## Brief
When you transcribe the listing that follows, keep every line exact and skip any picture.

## Data provided
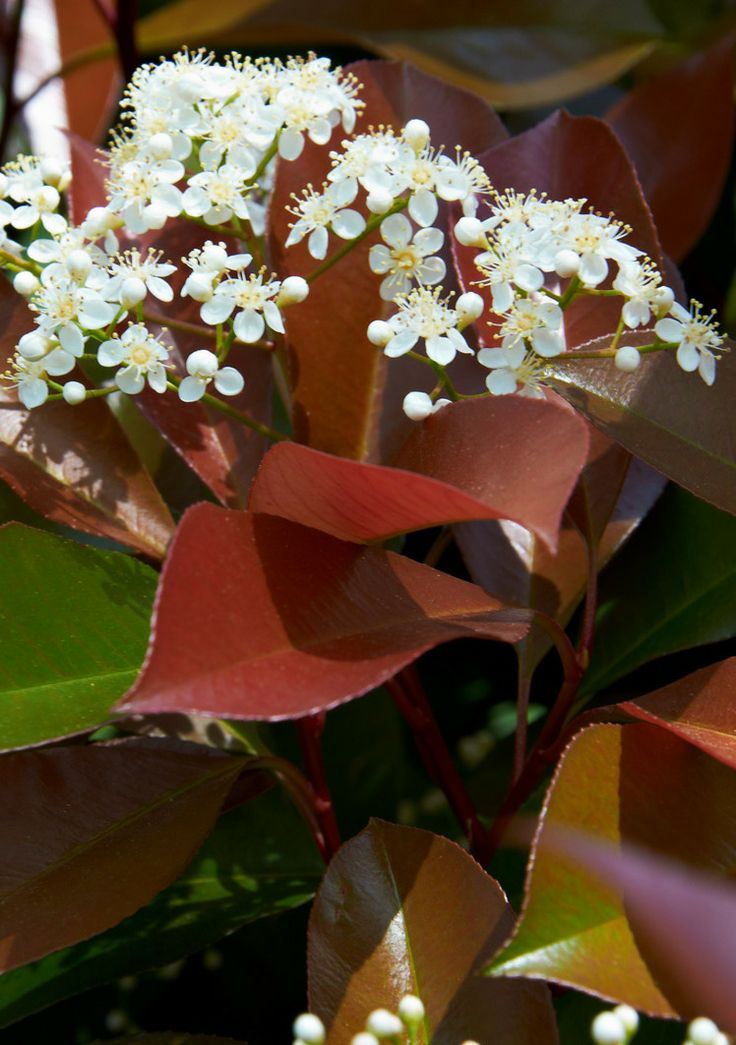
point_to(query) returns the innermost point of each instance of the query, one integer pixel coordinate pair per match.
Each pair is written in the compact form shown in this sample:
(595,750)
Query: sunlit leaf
(405,911)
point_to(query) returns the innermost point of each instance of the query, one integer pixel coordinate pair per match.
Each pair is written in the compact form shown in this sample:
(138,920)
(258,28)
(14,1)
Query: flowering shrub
(358,310)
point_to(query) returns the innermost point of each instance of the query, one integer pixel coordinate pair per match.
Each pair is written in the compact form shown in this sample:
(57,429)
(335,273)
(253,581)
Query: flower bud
(411,1009)
(384,1024)
(417,405)
(25,283)
(294,289)
(607,1029)
(468,231)
(703,1031)
(78,264)
(416,134)
(132,292)
(468,307)
(380,332)
(567,263)
(309,1028)
(161,146)
(627,358)
(74,392)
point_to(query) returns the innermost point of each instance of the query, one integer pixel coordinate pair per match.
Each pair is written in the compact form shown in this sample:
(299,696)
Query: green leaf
(258,860)
(73,630)
(670,589)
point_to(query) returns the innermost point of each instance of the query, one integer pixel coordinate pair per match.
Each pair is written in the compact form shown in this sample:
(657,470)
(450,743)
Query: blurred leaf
(258,860)
(683,162)
(74,628)
(360,415)
(400,911)
(289,621)
(670,419)
(700,709)
(91,834)
(73,464)
(672,588)
(594,932)
(531,53)
(485,459)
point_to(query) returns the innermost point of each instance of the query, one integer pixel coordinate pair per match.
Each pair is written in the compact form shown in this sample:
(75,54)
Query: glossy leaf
(682,163)
(405,911)
(258,860)
(572,157)
(66,657)
(286,621)
(668,590)
(509,562)
(651,790)
(340,379)
(74,465)
(508,458)
(670,419)
(140,805)
(699,707)
(518,56)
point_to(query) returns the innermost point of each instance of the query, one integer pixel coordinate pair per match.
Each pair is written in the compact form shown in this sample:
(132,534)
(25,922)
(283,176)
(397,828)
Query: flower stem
(410,698)
(309,730)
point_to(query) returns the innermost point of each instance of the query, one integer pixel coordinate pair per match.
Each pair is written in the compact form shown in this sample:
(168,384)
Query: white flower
(696,337)
(422,314)
(140,356)
(203,367)
(318,212)
(406,260)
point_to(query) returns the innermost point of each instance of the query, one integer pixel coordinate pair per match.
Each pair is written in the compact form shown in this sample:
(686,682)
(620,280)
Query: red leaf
(677,130)
(573,157)
(326,337)
(700,709)
(507,458)
(91,834)
(74,464)
(405,911)
(257,618)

## Solution
point_to(query) returns the innermost point of each instance of the query, one integer pixel coordinate pair per match.
Each pair is written in the compact form shown in this sample:
(595,750)
Query: sunlit leaf
(405,911)
point_to(query) returns the innermost point of each instance of the query, one integer pixel coordinate pair per match.
Each pair is written in the compact form shown in this sample:
(138,920)
(258,28)
(14,1)
Query: flowering shrub
(358,310)
point_to(query) returns the innermost point of each instance of the query, one integer pixel coordinate pair per match.
Each pair is written in the compact form shown in this sample:
(57,429)
(335,273)
(253,581)
Query: flower bud
(411,1009)
(384,1024)
(417,405)
(25,283)
(294,289)
(607,1029)
(468,231)
(703,1031)
(78,264)
(416,134)
(132,292)
(468,307)
(380,332)
(567,263)
(309,1028)
(161,146)
(627,358)
(74,392)
point_to(query) returns the innermost point of each instance of the query, one integer pixel coordinate pair per match.
Each pair is written in the compact form shown in this sample:
(299,696)
Query: green leaf
(258,860)
(73,630)
(670,589)
point_to(query) returns the innermost point of each instance of the query, one integer pixel coordinate pair per match.
Each pair is written in the compact form shown in this sample:
(657,470)
(450,743)
Query: blurred leaf
(258,860)
(683,162)
(74,628)
(360,415)
(400,911)
(289,621)
(670,419)
(700,709)
(91,834)
(73,464)
(672,588)
(594,932)
(531,53)
(485,459)
point_to(query) returns the innermost point of each instance of the query, one integer pixel coordinate pair per match.
Each pair is written in the compact form shown in this sample:
(75,54)
Query: glossy leaf
(682,163)
(405,911)
(258,860)
(572,157)
(66,657)
(286,621)
(668,590)
(509,562)
(651,790)
(340,379)
(74,465)
(508,458)
(670,419)
(140,805)
(699,707)
(518,56)
point_to(query) returns the innermost point of each instance of the query, one integer pixel coordinate pair per match.
Each pair is written in the compact form shown in this sample:
(132,534)
(25,922)
(283,176)
(397,828)
Query: flower stem
(410,698)
(309,730)
point_to(query) returns the innermost point of each instance of the query, one integer pixel coordinate pair per match.
Each pair is written in the compact form shown in this sample:
(168,384)
Query: white flower
(696,337)
(422,314)
(140,356)
(203,367)
(318,212)
(406,260)
point_to(query) returns the innermost point of each instance of the query, one integer pixel coordinate pair per match.
Each pair is written in the compact form shown in this sample:
(686,682)
(620,280)
Query: red leaf
(677,130)
(573,157)
(326,337)
(700,709)
(507,458)
(91,834)
(74,464)
(405,911)
(257,618)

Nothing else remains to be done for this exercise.